Texto extraído →
#####

Resulta interesante conocer el testimonio de personas que, por sumador perfeccionamiento espiritual, han experimentado en la oración ese “arrebato” o “salida” de su propio ser. Claro está que dicha experiencia es inefable, no hay palabras para describirla, sin embargo, los místicos recurren al lenguaje poético como la única forma de expresión que permite, cuando menos, sugerirla. Tal es el caso de San Juan de la Cruz (1542-1591), considerado el místico por excelencia del catolicismo y uno de los más grandes poetas de todos los tiempos.

He aquí algunos versos donde el santo alude a esa experiencia:
Yo no supe dónde entraba,
Pero cuando allí me vi,
Sin saber dónde me estaba,
Grandes cosas entendí;
No diré lo que sentí,
Que me quedé no sabiendo,
Toda ciencia trascendiendo.

Para cuantos estamos muy lejos de la santidad, el éxtasis místico puede parecernos una “locura” e inclusive desalentar nuestro interés por la oración. Si no podemos elevarnos hasta el arrobamiento extático, la oración nos llevará al énstasis (del griego en: dentro y stasis: estado), es decir, la interiorización en las profundidades de nuestro ser. Hay quienes pretenden alcanzar el éxtasis sin pasar antes por la experiencia del énstasis, algo tan insensato como si alguien quisiera salir de su casa sin haber entrado en ella. La vía del misticismo está reservada para pocos, pues son contados los que perseveran en el largo y difícil camino del ascetismo (del griego ascesis: ejercicio, adiestramiento), no así la oración que sólo requiere de cierta disponibilidad y, claro está, de un acto de fe.

#####

Datos de expresiones referenciales

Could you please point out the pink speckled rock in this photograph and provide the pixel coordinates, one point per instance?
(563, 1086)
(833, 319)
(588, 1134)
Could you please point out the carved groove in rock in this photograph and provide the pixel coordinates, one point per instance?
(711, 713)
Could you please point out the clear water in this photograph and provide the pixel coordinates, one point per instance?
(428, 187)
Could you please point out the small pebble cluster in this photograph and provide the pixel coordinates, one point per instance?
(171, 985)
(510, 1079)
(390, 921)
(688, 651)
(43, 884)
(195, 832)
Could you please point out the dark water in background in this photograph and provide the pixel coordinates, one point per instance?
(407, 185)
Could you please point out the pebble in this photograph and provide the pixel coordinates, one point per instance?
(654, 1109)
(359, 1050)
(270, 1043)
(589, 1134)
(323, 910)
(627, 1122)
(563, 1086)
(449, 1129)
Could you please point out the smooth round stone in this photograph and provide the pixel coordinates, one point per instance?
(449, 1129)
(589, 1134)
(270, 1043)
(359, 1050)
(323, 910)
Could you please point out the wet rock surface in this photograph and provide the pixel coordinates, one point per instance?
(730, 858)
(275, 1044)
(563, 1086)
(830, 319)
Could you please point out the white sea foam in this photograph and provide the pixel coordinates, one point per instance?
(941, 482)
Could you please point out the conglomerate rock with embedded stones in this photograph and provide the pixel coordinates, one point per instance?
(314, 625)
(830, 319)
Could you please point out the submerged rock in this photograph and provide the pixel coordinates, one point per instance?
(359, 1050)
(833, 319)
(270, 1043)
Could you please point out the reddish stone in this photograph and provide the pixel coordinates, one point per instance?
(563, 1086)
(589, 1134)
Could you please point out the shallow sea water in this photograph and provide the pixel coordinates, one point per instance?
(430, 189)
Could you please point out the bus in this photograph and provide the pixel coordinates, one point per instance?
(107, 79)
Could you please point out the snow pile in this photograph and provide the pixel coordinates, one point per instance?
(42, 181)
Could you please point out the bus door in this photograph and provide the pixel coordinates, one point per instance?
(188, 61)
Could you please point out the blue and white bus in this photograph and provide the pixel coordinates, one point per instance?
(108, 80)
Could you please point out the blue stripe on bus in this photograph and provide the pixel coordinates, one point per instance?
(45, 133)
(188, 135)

#####

Objetivo del ejercicio →
Enumera las palabras griegas que el texto sobre la oración y el éxtasis místico explica entre paréntesis. Indica junto a cada una el significado que le atribuye.

Resultado del ejercicio →
- en: dentro
- stasis: estado
- ascesis: ejercicio, adiestramiento